Levinsohn v. City of San Rafael

115 Cal. Rptr. 309 | Cal. Ct. App. | 1974

40 Cal. App. 3d 656 (1974)
115 Cal. Rptr. 309

JOHN L. LEVINSOHN et al., Petitioners,
v.
CITY OF SAN RAFAEL et al., Respondents.

Docket No. 34720.

Court of Appeals of California, First District, Division One.

July 17, 1974.

*657 COUNSEL

Long & Levit, Bert W. Levit and Allan R. Moltzen for Petitioners.

Robbins, Schenck & Casey and Fred C. Robbins, Jr., for Respondents.

OPINION

MOLINARI, P.J.

Petitioners are registered voters and residents of an unincorporated area in Marin County known as Country Club Estates. They petition, as a class, to hold that sections 35121 and 35121.1 of the Government Code[1] are unconstitutional and to compel respondent City of San Rafael to resume proceedings for the annexation of said unincorporated area to the city.

*658 The facts are not in dispute. Petitioners and other residents and registered voters of the unincorporated area initiated and pursued required procedures seeking annexation. Written protests were filed by a number of landowners. A hearing was held before the city council and a resolution was adopted determining that a majority protest against annexation had been made by persons owning 50 percent or more of the assessed value of the land within the Country Club Estates. On the basis of this determination and in accordance with section 35121.1 annexation proceedings were deemed terminated.[2]

Section 35121, in pertinent part, provides: "... (a) If privately owned property and no publicly owned property is proposed to be annexed, further proceedings shall not be taken if protest is made by private owners of one-half of the value of the territory sought to be annexed...."[3]

Petitioners assert that sections 35121 and 35121.1 are unconstitutional on the ground that they deny petitioners the right to vote upon the issue of annexation by virtue of the termination of the annexation proceedings in violation of article I, sections 11 and 21, of the Constitution of the State of California and the Fourteenth Amendment of the United States Constitution. Petitioners rely solely upon the decision of the California Supreme Court in Curtis v. Board of Supervisors (1972) 7 Cal. 3d 942 [104 Cal. Rptr. 297, 501 P.2d 537].

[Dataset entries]
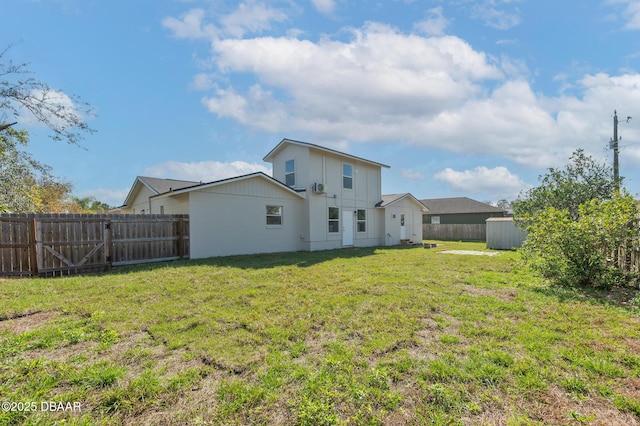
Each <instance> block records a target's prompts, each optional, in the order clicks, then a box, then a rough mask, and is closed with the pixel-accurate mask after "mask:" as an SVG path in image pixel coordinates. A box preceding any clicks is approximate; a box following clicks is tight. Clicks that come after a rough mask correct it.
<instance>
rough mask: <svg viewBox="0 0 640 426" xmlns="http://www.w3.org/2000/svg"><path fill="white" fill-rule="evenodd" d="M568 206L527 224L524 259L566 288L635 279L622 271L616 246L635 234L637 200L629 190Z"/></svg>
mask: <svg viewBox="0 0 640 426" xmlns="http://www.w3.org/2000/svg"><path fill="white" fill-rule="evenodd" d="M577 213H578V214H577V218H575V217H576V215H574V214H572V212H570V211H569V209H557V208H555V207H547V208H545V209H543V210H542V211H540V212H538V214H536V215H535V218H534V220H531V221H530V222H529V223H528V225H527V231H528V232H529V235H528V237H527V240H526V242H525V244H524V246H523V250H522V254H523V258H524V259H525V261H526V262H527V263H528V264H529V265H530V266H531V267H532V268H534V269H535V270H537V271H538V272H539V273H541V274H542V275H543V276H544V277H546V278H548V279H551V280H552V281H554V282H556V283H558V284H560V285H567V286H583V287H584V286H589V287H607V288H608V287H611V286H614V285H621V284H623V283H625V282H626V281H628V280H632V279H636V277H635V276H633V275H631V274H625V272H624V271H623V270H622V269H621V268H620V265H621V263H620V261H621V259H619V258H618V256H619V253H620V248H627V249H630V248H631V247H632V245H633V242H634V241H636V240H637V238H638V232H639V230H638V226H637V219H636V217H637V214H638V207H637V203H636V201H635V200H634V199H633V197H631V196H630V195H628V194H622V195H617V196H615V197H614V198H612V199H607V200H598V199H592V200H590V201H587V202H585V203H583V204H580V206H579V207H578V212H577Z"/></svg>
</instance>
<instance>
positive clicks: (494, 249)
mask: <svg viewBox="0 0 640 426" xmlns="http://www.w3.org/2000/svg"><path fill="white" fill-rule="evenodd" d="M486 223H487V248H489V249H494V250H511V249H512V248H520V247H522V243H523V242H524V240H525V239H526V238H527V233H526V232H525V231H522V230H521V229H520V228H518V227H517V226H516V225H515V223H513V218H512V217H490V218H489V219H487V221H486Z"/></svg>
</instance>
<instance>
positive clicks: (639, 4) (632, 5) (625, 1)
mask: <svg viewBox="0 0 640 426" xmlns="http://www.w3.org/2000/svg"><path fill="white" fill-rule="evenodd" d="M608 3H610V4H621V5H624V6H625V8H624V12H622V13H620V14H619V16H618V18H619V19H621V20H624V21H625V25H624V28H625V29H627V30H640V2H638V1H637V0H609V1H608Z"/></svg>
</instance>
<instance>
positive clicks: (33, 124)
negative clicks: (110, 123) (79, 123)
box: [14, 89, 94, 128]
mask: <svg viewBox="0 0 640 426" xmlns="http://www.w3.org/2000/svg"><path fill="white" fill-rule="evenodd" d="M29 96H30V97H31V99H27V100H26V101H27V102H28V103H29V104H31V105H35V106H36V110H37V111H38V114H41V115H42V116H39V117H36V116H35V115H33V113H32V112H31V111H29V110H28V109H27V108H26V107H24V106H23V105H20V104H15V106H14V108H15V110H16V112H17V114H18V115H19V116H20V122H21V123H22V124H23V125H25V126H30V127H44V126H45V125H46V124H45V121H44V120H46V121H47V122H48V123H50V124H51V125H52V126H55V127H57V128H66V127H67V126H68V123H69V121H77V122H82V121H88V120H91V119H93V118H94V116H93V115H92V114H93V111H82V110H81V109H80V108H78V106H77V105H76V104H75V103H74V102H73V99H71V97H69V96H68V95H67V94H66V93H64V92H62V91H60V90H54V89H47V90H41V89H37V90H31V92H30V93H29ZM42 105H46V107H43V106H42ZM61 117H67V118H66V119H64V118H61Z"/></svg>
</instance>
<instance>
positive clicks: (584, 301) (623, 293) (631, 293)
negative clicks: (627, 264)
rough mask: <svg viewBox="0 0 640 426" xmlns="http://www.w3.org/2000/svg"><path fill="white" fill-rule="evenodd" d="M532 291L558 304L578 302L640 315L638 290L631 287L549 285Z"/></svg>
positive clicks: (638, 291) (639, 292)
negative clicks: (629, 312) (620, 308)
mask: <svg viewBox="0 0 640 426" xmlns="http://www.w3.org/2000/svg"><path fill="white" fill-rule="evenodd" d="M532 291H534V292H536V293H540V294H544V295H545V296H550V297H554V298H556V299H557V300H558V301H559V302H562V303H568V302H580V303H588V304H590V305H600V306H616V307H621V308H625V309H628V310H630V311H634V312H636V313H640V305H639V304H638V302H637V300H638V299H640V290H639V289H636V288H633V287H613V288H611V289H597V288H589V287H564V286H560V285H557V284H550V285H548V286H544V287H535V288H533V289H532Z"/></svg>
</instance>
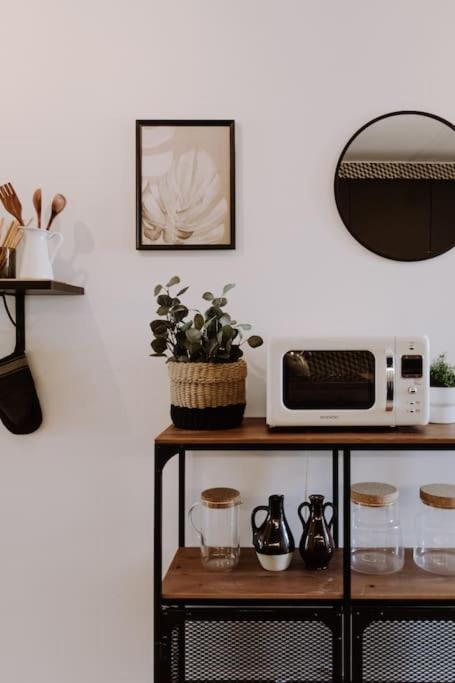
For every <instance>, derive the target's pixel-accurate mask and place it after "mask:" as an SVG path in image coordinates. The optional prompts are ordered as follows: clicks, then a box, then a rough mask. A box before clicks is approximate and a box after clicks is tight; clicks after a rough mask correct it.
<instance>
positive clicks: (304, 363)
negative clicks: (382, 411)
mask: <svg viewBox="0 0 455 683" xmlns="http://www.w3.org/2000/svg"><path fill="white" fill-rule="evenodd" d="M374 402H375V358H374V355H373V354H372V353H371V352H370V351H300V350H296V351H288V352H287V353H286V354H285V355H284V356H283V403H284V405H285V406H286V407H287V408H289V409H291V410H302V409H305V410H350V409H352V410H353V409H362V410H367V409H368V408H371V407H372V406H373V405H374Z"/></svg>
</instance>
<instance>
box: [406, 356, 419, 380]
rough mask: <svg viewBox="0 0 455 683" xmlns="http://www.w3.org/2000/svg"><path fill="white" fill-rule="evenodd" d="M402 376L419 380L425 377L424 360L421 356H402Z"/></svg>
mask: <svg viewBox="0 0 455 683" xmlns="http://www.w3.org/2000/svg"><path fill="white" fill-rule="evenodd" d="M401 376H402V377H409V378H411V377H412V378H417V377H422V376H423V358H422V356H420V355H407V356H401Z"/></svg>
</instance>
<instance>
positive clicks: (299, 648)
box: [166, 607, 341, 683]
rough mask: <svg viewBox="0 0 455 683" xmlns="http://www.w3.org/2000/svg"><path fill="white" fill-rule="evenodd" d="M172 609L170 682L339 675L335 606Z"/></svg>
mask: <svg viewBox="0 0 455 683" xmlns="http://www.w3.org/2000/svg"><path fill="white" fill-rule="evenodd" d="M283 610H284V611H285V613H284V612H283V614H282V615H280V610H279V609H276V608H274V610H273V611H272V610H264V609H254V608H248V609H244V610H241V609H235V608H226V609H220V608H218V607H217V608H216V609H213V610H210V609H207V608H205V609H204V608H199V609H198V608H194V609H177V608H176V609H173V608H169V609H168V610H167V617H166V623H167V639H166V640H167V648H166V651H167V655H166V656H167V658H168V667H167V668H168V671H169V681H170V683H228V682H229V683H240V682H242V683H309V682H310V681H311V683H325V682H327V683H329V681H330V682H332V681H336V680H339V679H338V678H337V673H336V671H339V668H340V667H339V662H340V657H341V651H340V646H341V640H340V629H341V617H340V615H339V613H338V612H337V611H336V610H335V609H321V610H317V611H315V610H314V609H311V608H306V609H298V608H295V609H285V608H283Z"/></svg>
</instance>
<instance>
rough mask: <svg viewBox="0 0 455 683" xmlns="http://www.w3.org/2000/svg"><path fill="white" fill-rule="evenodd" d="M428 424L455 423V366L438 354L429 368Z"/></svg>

**Directive**
Output the passage of the court opinion starting with "40 Cal. App." and going on through "July 17, 1974.", copied exactly.

**Problem solution**
40 Cal. App. 3d 656 (1974)
115 Cal. Rptr. 309

JOHN L. LEVINSOHN et al., Petitioners,
v.
CITY OF SAN RAFAEL et al., Respondents.

Docket No. 34720.

Court of Appeals of California, First District, Division One.

July 17, 1974.